| Assignment |
An unchanged copy of each entry below is needed; keep the pictures out of it.

Stored data entries:
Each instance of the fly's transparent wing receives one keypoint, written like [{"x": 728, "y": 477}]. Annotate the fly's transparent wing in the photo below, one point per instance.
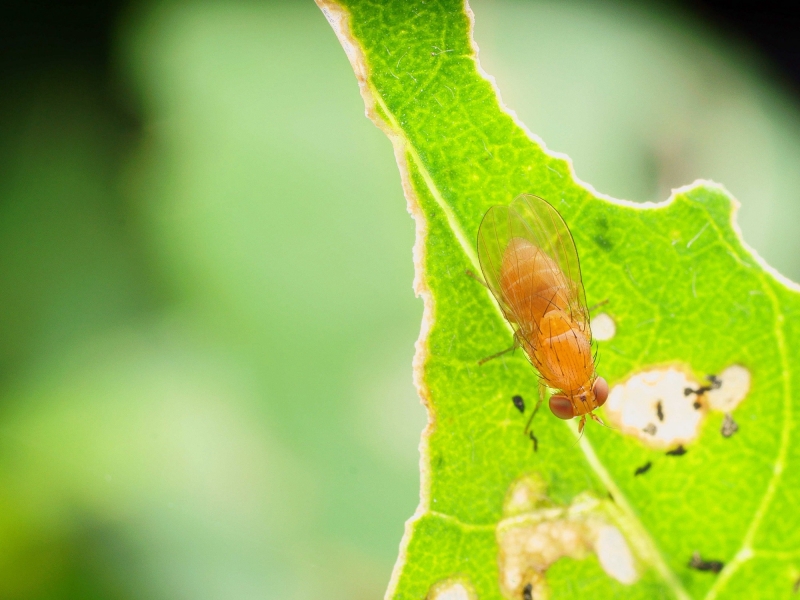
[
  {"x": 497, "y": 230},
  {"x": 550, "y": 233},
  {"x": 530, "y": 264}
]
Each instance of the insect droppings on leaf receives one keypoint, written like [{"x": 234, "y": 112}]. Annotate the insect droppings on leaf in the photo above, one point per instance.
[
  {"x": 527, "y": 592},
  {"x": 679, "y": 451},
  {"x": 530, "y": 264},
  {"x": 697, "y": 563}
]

| Solved exercise |
Each instance of the fly's transparent wing receives one keypoint, written like [{"x": 728, "y": 477}]. Annotate the fly's transparent wing in the photo below, one point per instance.
[
  {"x": 497, "y": 230},
  {"x": 550, "y": 233},
  {"x": 530, "y": 264}
]
Each instance of the insect droppings on leaf receives one keypoint, written like [{"x": 234, "y": 112}]. Annotate the insect droppings on leaf in the photo above, one point per instance.
[
  {"x": 527, "y": 592},
  {"x": 679, "y": 451},
  {"x": 530, "y": 264},
  {"x": 697, "y": 563}
]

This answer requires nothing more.